→ Data supplied

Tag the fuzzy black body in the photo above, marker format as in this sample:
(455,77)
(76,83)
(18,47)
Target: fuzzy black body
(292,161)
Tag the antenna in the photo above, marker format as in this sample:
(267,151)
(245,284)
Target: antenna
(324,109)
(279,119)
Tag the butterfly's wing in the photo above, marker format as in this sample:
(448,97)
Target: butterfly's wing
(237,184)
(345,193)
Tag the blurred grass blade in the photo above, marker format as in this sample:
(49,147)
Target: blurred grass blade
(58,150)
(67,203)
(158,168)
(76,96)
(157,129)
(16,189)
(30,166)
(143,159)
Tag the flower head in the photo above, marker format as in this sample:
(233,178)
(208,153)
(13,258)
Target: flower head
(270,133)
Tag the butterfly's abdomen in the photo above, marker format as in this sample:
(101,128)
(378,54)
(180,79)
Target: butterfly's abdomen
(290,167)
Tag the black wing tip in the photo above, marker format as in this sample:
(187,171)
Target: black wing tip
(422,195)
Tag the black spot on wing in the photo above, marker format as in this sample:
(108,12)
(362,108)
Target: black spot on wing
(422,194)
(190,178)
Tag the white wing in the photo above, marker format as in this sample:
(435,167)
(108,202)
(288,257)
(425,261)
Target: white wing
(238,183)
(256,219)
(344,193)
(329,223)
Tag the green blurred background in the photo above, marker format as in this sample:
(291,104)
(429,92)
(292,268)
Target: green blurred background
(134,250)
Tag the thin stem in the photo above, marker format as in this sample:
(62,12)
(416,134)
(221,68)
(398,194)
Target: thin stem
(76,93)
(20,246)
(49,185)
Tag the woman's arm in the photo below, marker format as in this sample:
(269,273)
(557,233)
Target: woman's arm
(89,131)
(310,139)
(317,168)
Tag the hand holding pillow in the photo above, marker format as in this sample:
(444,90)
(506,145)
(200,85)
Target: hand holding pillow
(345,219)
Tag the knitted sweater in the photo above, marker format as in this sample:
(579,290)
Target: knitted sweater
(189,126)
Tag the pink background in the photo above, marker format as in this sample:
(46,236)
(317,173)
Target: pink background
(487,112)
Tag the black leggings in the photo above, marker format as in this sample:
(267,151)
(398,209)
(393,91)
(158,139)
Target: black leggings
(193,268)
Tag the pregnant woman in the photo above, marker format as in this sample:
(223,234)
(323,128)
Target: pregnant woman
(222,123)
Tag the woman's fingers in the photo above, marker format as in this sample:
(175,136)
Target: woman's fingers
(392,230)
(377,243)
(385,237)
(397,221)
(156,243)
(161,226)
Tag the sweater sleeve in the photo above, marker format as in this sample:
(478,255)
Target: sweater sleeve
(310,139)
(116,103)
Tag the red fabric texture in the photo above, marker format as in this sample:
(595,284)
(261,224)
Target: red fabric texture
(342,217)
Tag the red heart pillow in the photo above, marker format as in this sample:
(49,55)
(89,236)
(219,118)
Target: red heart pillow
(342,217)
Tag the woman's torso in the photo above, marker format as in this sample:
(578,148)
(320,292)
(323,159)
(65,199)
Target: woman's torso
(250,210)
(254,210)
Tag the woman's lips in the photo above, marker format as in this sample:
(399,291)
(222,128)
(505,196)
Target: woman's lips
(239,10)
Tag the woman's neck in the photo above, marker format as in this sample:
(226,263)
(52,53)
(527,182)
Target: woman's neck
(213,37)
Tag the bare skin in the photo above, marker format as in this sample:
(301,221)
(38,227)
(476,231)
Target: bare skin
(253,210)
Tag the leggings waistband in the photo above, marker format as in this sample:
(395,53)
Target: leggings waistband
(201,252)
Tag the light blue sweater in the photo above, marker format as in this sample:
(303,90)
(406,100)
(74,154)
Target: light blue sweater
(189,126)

→ The request
Repeat every record, exactly as written.

→ Exercise output
Tag the fuzzy black body in the photo above, marker format as in this sample:
(455,77)
(76,83)
(18,47)
Target: fuzzy black body
(292,161)
Tag the antenna in the photo above, marker format as in this sample:
(267,151)
(245,284)
Target: antenna
(324,109)
(279,119)
Tag the butterfly's wing in the photo above, marker format as in this sample:
(448,97)
Target: butterfly's wing
(237,184)
(345,193)
Tag the blurred grass blade in the photo above, marker format as in this sample:
(49,147)
Target: blurred grass blade
(58,150)
(67,203)
(158,168)
(76,96)
(157,129)
(16,189)
(30,166)
(143,159)
Tag the flower head in the photo above, marker format as in this sample:
(233,178)
(208,153)
(13,258)
Target: flower head
(270,133)
Tag the butterfly's abdomen in the photo above, marker format as in this sample:
(101,128)
(378,54)
(180,79)
Target: butterfly's abdomen
(290,167)
Tag the black wing tip in the photo above, marker format as in this sample:
(187,171)
Target: black wing tip
(422,195)
Tag the black spot on wing in the photo above, marker format as in this sample:
(108,12)
(362,108)
Target: black spot on wing
(422,194)
(190,178)
Tag the white wing in the photo above, marker format as in this sample:
(435,167)
(108,202)
(288,257)
(425,261)
Target: white wing
(238,183)
(256,219)
(344,193)
(329,223)
Tag the green blurred background in the photo above, marker format as in this sample:
(291,104)
(429,92)
(292,268)
Target: green blurred background
(134,250)
Tag the thin stem in the photo above, marker format as in this sample:
(62,12)
(416,134)
(221,68)
(398,194)
Target: thin stem
(76,93)
(20,246)
(49,185)
Tag the woman's arm in the photo below, marker format as in this sample:
(269,273)
(557,233)
Target: woman's arm
(89,131)
(310,139)
(317,168)
Tag the hand holding pillow in the photo above, marker format as in this sample:
(444,90)
(506,145)
(200,85)
Target: hand holding pillow
(345,219)
Tag the knitted sweater in the photo above, marker format as in this sample:
(579,290)
Target: knitted sweater
(189,126)
Tag the pink background in the photo above, marker format as in this sample:
(46,236)
(317,173)
Target: pink background
(487,112)
Tag the black leggings in the photo above, marker format as in this sample:
(267,151)
(398,209)
(393,91)
(158,139)
Target: black leggings
(193,268)
Tag the pregnant woman in the photo above, marker format as in this sample:
(223,234)
(323,128)
Target: pregnant woman
(222,123)
Tag the woman's fingers in the photo above, marker format as in this sample:
(175,136)
Target: woman's fingers
(392,230)
(377,243)
(385,237)
(397,221)
(156,243)
(161,226)
Tag the sweater sleeve in the photo above, marker format as in this sample:
(478,255)
Target: sweater sleeve
(310,139)
(116,103)
Tag the red fabric texture in the photo above, marker format as in this sample:
(595,284)
(261,224)
Target: red fabric texture
(342,217)
Tag the red heart pillow in the photo above, marker format as in this sample:
(49,55)
(89,236)
(219,118)
Target: red heart pillow
(342,217)
Tag the woman's torso in the photo above, marker format as in this sample:
(578,148)
(320,292)
(323,159)
(65,199)
Target: woman's torso
(250,210)
(254,210)
Tag the woman's lips in the photo above, marker format as in this sample:
(399,291)
(222,128)
(505,196)
Target: woman's lips
(239,10)
Tag the woman's neck in the photo above, marker format as in this sample:
(226,263)
(52,53)
(527,182)
Target: woman's neck
(213,37)
Tag the bare skin in the photo above, marker format as in this sample:
(301,221)
(38,227)
(476,231)
Target: bare skin
(253,210)
Tag the leggings waistband in the photo above, marker format as in this sample:
(395,53)
Target: leggings waistband
(201,252)
Tag the light blue sweater in the photo above, marker format as in this sample:
(303,90)
(406,100)
(74,154)
Target: light blue sweater
(189,126)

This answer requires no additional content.